__What to work on__.
a. In the macrocycle excerpt, what was the median parallel calculation time per compound on commodity CPU workstations?
b. List every section heading that appears in the macrocycle excerpt.
c. Decide whether each statement agrees with the macrocycle excerpt, and quote the words that settle it: (i) The Hsp90 set contained seven data points. (ii) The PrimeMCS sampling algorithm is parallelized over 12 threads per compound. (iii) For Chk1, ligand 2 was ranked as having the lowest expected RMSD.

__Excerpt to read__.
####################

RMSD vs energy plots
Figure 3 shows the relative energy of each output conformation (strain) vs the RMSD MCS . The nature of the conformation generation algorithm generates an ensemble of conformers spanning both RMSD cons and strain space. Different compounds will have different conformational landscapes, and, importantly, may or may not be able to adopt low strain, low RMSD cons conformations (bottom left corner of the graphs). As can be seen, the compounds with better affinity (lower ΔG bind ) tend to better occupy this space. The only clear exception is Chk1 ligand 3 which despite having binding affinity only 0.09 kcal/mol greater (within experimental error) of compound 5, does not contain any conformations in this space. This is likely due to the conserved atom selection (discussed in the Discussion section).
Expected RMSD vs affinity
Though the RMSD cons vs energy plots can be useful for analyzing the conformational space of these candidate compounds, for quantitative comparison, a single metric as a function of these data is necessary. Figure 4a–c shows the Boltzmann-weighted expectation value of the RMSD cons among the output ensemble. Here, we expect the lower expected RMSD to have the lower ΔG bind . For Hsp90 and Bace-1, the more potent compounds are clearly separated from the rest. For Chk1 despite correctly ranking the most potent compound (ligand 2) as having the lowest expected RMSD, the intermediate compounds do not correlate well (especially ligand 3 as noted in the previous section). The Pearson correlation coefficients were 0.21, 0.90, and 0.90 for Chk1, Hsp90, and Bace-1 respectively, giving a weighted average R2 of 0.60. But for Chk1 and Bace1, which had only four data points each and dynamic ranges less than 1.5 k cal/mol, these correlations were not significant (p-values were 0.78 and 0.10 respectively). The Hsp90 set rather, containing seven data points across 7 kcal/mol, had a p-value of 0.005.
Calculation time
The vast majority of the calculation time for this algorithm is in the sampling since the RMSD cons and <RMSD cons > algorithm takes only a few seconds per compound on a CPU. The PrimeMCS sampling algorithm is parallelized over 10 threads per compound. For all the sets here, the median parallel calculation time on commodity CPU workstations was 88 seconds per compound, or about 12 minutes per compound on a single CPU. Thus, each CPU could profile over 120 compounds in a single day, giving designers with even modest resources the ability to screen thousands of compounds per day for similarly-sized macrocycles. As noted in the PrimeMCS reference12, speed will vary depending on the conformational complexity of the macrocycle and additional sampling or appropriate restraints may increase the accuracy of the method.
Discussion
Limitations of the hypothesis
As mentioned previously, there are strong assumptions in the hypothesis underlying this method. It assumes that higher propensity for the purported bioactive substructural conformation leads to higher affinity. First, this assumption excludes possibility of interactions of the nonconserved regions with the protein and any binding solvation effects. However, since many linker designs are in solvent exposed regions, such effects may be small depending on the choice and size of linker. Secondly, the assumption excludes the possibility that the known active structure may not adopt the ideal geometry, that alternate conformations may also imbue activity, or even that some ligand flexibility is required to maintain interactions in a flexible active site. The ability to dismiss these possibilities must be determined on a per-project basis. Due to these limitations, the method may not be applicable to all macrocycle design projects or may only be applicable in portions of the project when the assumptions hold true.

####################

Image-grounded pointing data:
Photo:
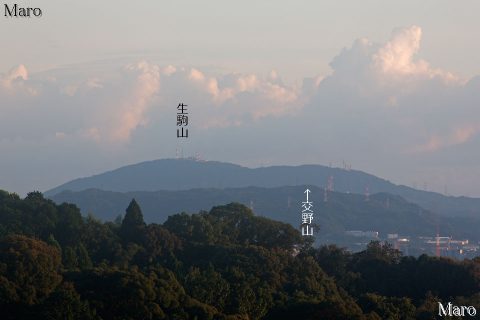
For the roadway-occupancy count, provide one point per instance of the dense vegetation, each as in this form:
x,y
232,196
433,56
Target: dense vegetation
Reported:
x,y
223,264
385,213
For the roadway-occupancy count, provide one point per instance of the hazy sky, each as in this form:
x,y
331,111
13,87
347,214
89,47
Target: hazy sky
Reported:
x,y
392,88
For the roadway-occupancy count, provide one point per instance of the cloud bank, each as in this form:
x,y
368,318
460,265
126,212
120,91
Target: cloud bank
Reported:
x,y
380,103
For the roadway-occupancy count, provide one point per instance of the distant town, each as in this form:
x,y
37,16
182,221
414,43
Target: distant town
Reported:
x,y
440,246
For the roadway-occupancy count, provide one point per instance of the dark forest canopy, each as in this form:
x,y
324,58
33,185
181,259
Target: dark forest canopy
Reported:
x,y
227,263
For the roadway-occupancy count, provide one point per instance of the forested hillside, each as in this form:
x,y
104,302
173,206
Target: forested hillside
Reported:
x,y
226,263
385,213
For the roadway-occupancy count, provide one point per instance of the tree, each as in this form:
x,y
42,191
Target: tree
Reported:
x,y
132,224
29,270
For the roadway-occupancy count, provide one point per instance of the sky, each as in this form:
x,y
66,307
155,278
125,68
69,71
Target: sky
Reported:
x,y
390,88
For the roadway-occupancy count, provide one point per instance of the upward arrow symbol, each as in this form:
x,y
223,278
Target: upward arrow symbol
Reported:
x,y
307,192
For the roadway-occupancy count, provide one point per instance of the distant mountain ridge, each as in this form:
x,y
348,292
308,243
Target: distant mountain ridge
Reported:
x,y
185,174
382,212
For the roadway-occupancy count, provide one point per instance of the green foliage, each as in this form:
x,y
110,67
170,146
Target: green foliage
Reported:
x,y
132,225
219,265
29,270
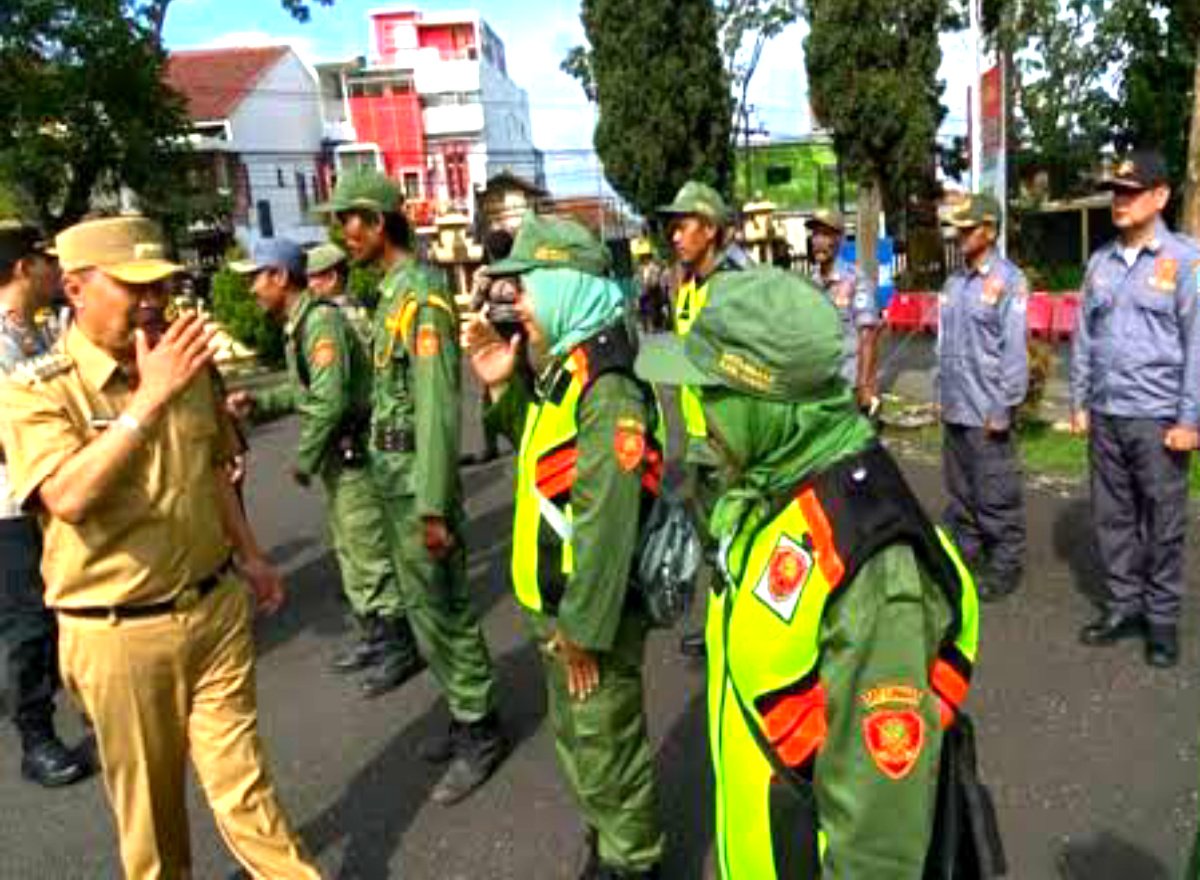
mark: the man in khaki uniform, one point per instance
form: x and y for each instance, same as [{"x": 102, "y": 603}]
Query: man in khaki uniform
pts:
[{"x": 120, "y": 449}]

####################

__Your written answers__.
a. 88 seconds per compound.

b. RMSD vs energy plots; Expected RMSD vs affinity; Calculation time; Discussion; Limitations of the hypothesis

c.
(i) Yes: "The Hsp90 set rather, containing seven data points across 7 kcal/mol"
(ii) No: "The PrimeMCS sampling algorithm is parallelized over 10 threads per compound."
(iii) Yes: "correctly ranking the most potent compound (ligand 2) as having the lowest expected RMSD"